#### [Page text]
Bulgarian, Croatian, Czech, Danish, Dutch, English, Estonian, Finnish, French, German, Greek, Hungarian, Italian, Latvian, Lithuanian, Maltese, Polish, Portuguese, Romanian, Slovak, Slovenian, Spanish, Swedish, Russian, Ukrainian

Requirements

  • ffmpeg - for audio/video support

Installation

Arch Linux (AUR)

paru -S chough-bin

macOS (Homebrew)

brew install --cask hyperpuncher/tap/chough

Windows (Winget)

winget install chough

Binary releases

Download from GitHub Releases.

Build from source

go install github.com/hyperpuncher/chough/cmd/chough@latest

Skill

npx skills add hyperpuncher/dotagents --skill chough

CLI Usage

# Basic transcription (text to stdout)

#### [Given problem a]
Extract the lines of the entries word for word, starting with the line that contains "of the khaki" and running through the final line of the entries, both included.

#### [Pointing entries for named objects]
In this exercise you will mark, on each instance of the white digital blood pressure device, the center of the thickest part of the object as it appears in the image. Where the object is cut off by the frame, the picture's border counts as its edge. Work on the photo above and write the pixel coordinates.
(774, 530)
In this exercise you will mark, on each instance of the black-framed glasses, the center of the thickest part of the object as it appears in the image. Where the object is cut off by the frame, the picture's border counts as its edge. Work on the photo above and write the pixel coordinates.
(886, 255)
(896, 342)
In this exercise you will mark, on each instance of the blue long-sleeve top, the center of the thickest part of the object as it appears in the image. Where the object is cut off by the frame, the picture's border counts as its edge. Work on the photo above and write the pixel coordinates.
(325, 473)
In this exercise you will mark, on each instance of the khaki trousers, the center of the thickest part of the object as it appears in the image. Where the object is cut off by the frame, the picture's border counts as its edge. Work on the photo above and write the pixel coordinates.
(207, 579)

#### [Given problem b]
Extend the guide to the chough command-line tool, picking up right after its last line.

#### [Exercise response a]
In this exercise you will mark, on each instance of the khaki trousers, the center of the thickest part of the object as it appears in the image. Where the object is cut off by the frame, the picture's border counts as its edge. Work on the photo above and write the pixel coordinates.
(207, 579)

#### [Exercise response b]
chough audio.mp3

# Pipe audio from stdin
cat audio.mp3 | chough

# Video files work too - extracts audio automatically
chough -f vtt -o subtitles.vtt lecture.mp4

# JSON with timestamps
chough -f json podcast.mp3 > transcript.json

# Smaller chunks for lower memory usage
chough -c 30 long-interview.wav

# Use remote server mode (requires CHOUGH_URL)
CHOUGH_URL=http://localhost:8080 chough --remote audio.mp3

Flags

Flag Description Default
-c, --chunk-size Chunk size in seconds 60
-f, --format Output format: text, json, vtt text
-o, --output Output file stdout
-r, --remote Transcribe via CHOUGH_URL server -
--version Show version -
-h, --help Show help -

Server Mode

Run chough as an HTTP server for API access. The server keeps the model loaded in memory (~1.6GB), eliminating the ~1.5s startup time per request.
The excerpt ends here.